■ **SOURCE PASSAGE**:

All the choices have proven daunting for some senior citizens, but government officials counter that choice is good. The competition drives down beneficiaries' expenses and improves benefits, they say.

"Choice can be baffling when it's hard to tell the differences between the different plans," said Diane Rowland, executive vice president of the Kaiser Family Foundation, a research organization. "I think for people who don't have coverage, who are very low income, this is an important supplement to their Medicare coverage. But people above the low-income subsidy really have to look at the plans closely."

While the plans differ in many respects, the benefit package they offer must at least be equal in value to what is called the standard benefit. And the standard benefit looks like this:

Beneficiaries will pay a monthly premium of $32.20 per month. They will also be responsible for the first $250 in drug expenses, and then will pay, on average, 25 percent of the costs until they reach the benefit limit of $2,250.

Once they reach the benefit limit, they will face a gap in coverage. They will have to pay all of their drug costs up to about $5,100 in total drug spending. Medicare will then pay 95 percent of drug costs above that amount.

That's a lot of numbers for beneficiaries to take in. But the federal government offers some suggestions about the type of plan beneficiaries should consider.

If you're a senior citizens will little-to-no drug expenses, you'll want to consider plans with extremely low monthly premiums. Every state in the country except Alaska has one plan with premiums below $20 a month.

If you want your drug expenses to be balanced throughout the year, consider a plan with no deductible, and that way you won't have a lot of out-of-pocket expense at the beginning of the year.

If your annual drug expenses fall within $2,250 and $5,100, consider a plan that offers some coverage within the so-called doughnut hole.

And, always remember that if you take specific drugs important to your health, make sure those drugs will be covered by your plan.

The agency responsible for making sure the benefit gets off to a smooth start is the Centers for Medicare and Medicaid Services. Mark McClellan, the agency's administrator, said he's heartened by the number of people who have applied for the benefit as well as surveys of those who have enrolled.

"They are overwhelmingly saying it is worth the effort, and they will get savings and security, and in many cases, more savings than they expected," he said. "And we have the resources to help any other senior who is interested in taking advantage of the same program."

So far, about 10.6 million people have been automatically enrolled for the new benefit, but only 1 million have voluntarily signed up. Employers will get a government subsidy to continue providing 5.9 million retirees with coverage. Applications for another 600,000 people are under review.

"We had more than 1 million people sign up in the first four weeks of the program," McClellan said. "For a voluntary program, with a six-month enrollment period, that is extraordinary."

Others aren't so optimistic.

"I think it's off to a slow start. And there's a lot in 2006 they have to do to explain this benefit better and to help make the choices more realistic," Rowland said.

While the benefit begins Sunday, people will have until May 15 to enroll and ensure they get some coverage this year. If they wait beyond that date, they could face a financial penalty, plus they may not get coverage until 2007. The penalty equals 1 percent of the premium amount, and it accumulates each month enrollment is delayed. So, if a person delays enrollment in Part D for one year, he will pay an additional 12 percent on top of the premium.

It is the poor that stand to gain the most from the new benefit. That's because the government will subsidize their coverage to the extent that many will have no premium, deductible or gaps in coverage.

"Seniors in this country will never again have to choose between paying for their drugs and paying for their basic necessities, such as food and utilities," McClellan said.

However, people who qualify for such aid must have limited assets and a maximum annual income of about $14,355 for individuals or $19,245 for married couples.

So far, about 1 million have been approved for the low-income subsidy. About 6 million to 7 million more are believed to be eligible.

■ **USING THE INFORMATION**:
a – From the Medicare drug benefit article, echo the part that opens with the words containing "Beneficiaries will pay" and ends with "above that amount.".
b – According to the Medicare drug benefit article, by what date must people enroll to ensure they get some coverage this year?
c – List every distinct dollar amount that appears in the Medicare drug benefit article.

Dataset items
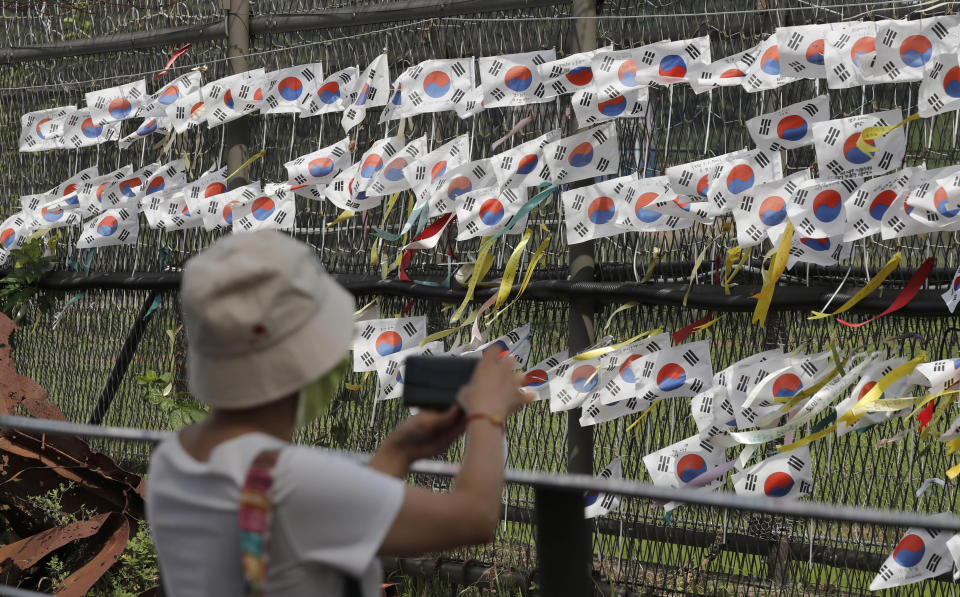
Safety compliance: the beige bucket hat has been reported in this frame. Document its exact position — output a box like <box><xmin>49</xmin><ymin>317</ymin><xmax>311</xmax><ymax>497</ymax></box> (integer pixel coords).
<box><xmin>180</xmin><ymin>230</ymin><xmax>354</xmax><ymax>409</ymax></box>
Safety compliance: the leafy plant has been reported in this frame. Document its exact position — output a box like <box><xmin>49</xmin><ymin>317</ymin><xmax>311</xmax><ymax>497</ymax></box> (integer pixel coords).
<box><xmin>0</xmin><ymin>231</ymin><xmax>62</xmax><ymax>323</ymax></box>
<box><xmin>137</xmin><ymin>326</ymin><xmax>207</xmax><ymax>429</ymax></box>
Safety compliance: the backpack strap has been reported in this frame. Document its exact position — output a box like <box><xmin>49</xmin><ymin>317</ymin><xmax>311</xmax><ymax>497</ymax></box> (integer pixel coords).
<box><xmin>238</xmin><ymin>449</ymin><xmax>363</xmax><ymax>597</ymax></box>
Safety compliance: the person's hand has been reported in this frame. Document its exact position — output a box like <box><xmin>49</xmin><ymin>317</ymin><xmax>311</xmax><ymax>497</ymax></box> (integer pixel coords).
<box><xmin>457</xmin><ymin>350</ymin><xmax>534</xmax><ymax>420</ymax></box>
<box><xmin>384</xmin><ymin>406</ymin><xmax>465</xmax><ymax>464</ymax></box>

■ **ANSWERS TO THE PROBLEMS**:
a –
Beneficiaries will pay a monthly premium of $32.20 per month. They will also be responsible for the first $250 in drug expenses, and then will pay, on average, 25 percent of the costs until they reach the benefit limit of $2,250.

Once they reach the benefit limit, they will face a gap in coverage. They will have to pay all of their drug costs up to about $5,100 in total drug spending. Medicare will then pay 95 percent of drug costs above that amount.

b – May 15

c –
$32.20
$250
$2,250
$5,100
$20
$14,355
$19,245